Job
Could you give the data below again, replacing every "pixel coordinate pair" with "pixel location" and leaving everything else unchanged?

--- start of Entries supplied ---

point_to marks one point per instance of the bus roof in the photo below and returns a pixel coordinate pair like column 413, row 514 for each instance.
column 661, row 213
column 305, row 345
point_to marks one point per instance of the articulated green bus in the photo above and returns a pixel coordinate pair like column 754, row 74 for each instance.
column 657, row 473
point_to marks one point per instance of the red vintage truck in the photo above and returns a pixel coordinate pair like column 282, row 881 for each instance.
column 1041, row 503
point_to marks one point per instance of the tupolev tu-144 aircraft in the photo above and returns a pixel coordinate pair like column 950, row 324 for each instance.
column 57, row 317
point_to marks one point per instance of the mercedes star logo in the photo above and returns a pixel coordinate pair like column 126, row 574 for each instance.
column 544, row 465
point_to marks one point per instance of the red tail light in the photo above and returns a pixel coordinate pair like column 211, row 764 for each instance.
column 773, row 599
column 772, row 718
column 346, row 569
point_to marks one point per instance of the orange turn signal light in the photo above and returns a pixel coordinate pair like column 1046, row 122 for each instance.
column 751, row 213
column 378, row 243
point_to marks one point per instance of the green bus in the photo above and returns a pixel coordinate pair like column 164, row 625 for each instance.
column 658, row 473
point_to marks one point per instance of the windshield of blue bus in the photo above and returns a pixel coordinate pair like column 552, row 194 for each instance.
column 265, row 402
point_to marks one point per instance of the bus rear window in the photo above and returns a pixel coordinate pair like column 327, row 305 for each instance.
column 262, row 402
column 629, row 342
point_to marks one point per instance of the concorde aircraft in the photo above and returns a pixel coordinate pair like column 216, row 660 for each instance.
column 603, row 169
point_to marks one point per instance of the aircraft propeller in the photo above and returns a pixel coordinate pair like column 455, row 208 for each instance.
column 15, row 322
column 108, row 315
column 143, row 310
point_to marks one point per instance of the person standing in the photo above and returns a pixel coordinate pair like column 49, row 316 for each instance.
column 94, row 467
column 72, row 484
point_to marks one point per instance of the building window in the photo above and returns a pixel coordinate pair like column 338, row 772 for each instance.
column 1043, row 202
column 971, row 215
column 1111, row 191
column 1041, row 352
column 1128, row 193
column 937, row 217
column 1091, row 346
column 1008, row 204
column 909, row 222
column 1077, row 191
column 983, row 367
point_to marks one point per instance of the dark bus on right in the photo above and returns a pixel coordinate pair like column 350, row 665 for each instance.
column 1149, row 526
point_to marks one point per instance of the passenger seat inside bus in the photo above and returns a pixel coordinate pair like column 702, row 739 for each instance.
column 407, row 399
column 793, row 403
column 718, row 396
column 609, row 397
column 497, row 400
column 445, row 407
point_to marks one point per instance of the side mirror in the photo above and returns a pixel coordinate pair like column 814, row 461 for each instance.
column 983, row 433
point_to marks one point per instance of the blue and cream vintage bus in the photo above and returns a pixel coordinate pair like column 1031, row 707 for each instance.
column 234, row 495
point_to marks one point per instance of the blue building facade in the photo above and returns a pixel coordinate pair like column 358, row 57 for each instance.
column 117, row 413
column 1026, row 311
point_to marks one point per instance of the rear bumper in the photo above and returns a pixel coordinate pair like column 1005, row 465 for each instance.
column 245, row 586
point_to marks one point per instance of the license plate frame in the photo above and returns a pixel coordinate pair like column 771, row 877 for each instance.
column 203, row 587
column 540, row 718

--- end of Entries supplied ---

Response
point_to marks one point per instance of the bus roof in the photo below and returns a pixel location like column 413, row 514 for each instance.
column 661, row 213
column 305, row 345
point_to marks one point per instance of the articulated green bus in the photo above and returns a pixel location like column 754, row 74 for each instance.
column 657, row 473
point_to marks one point per instance of the red vintage truck in the photo above and returns a pixel location like column 282, row 881 for each instance.
column 1041, row 503
point_to marks one point per instance of the tupolev tu-144 aircraft in the photo above and returns a pixel location like column 950, row 324 for each instance.
column 57, row 317
point_to marks one point per instance of the mercedes star logo in the photo above and returns a pixel location like column 126, row 574 for each instance.
column 544, row 465
point_to marks one point per instance of the red tail light in the photo above and returns a pixel location like column 211, row 764 for each instance.
column 773, row 599
column 772, row 718
column 346, row 569
point_to marks one point per instance of the orange turn signal light in the photo above and returns a pixel location like column 1046, row 122 for each instance.
column 751, row 213
column 378, row 243
point_to marks one point per instance of the green bus in the photo above and returns a pixel location like column 164, row 625 for each instance.
column 658, row 473
point_to marks one point per instance of the windshield of blue bus in the photo above and returns a pixel location like column 552, row 194 for each instance.
column 265, row 402
point_to marks one point per instance of the bus rear window in the photo above and returns a pixel location like column 327, row 305 for each instance.
column 262, row 402
column 629, row 342
point_to marks one point per instance of the concorde aircraft in the photo above and returns a pixel location like column 216, row 660 for each instance.
column 603, row 169
point_to marks one point per instance of the aircraft propeller in the photo above and returns a pixel location like column 455, row 208 for each instance.
column 15, row 322
column 108, row 315
column 143, row 310
point_to marks one point per instance of the person standing in the photo above and returns a pixel location like column 49, row 316 for each instance.
column 94, row 467
column 72, row 484
point_to marks one point per instance of the building window in the photo above and returns a pixel location like column 338, row 772 for each instance.
column 1043, row 202
column 971, row 215
column 1111, row 191
column 1041, row 352
column 1128, row 193
column 937, row 217
column 1091, row 346
column 1008, row 204
column 909, row 222
column 1077, row 191
column 983, row 367
point_to marks one point per instance of the dark bus on right in the photo above and returns a pixel location like column 350, row 665 for each instance.
column 1149, row 526
point_to marks one point per instance of the passenger seat inside bus in the photo above and returns a pixel location like column 702, row 739 for each instance.
column 407, row 399
column 793, row 403
column 718, row 396
column 609, row 397
column 497, row 400
column 445, row 407
point_to marks one point per instance of the side mirror in the photo above and returns a pixel location like column 814, row 461 for each instance.
column 983, row 433
point_to marks one point per instance of the blue and cream vintage bus in the photo above and returns a pixel location like column 1031, row 707 for each instance.
column 234, row 495
point_to marks one point per instance of the blue building facade in the photo above and returns a pixel location like column 358, row 57 for each instance.
column 117, row 413
column 1026, row 311
point_to marks one point per instance of the rear bumper in the photo above and returns a pixel location like column 1005, row 465 for each instance.
column 245, row 586
point_to marks one point per instance of the license plate frame in the photo above and returns a pixel location like column 771, row 877 for each instance.
column 203, row 587
column 540, row 718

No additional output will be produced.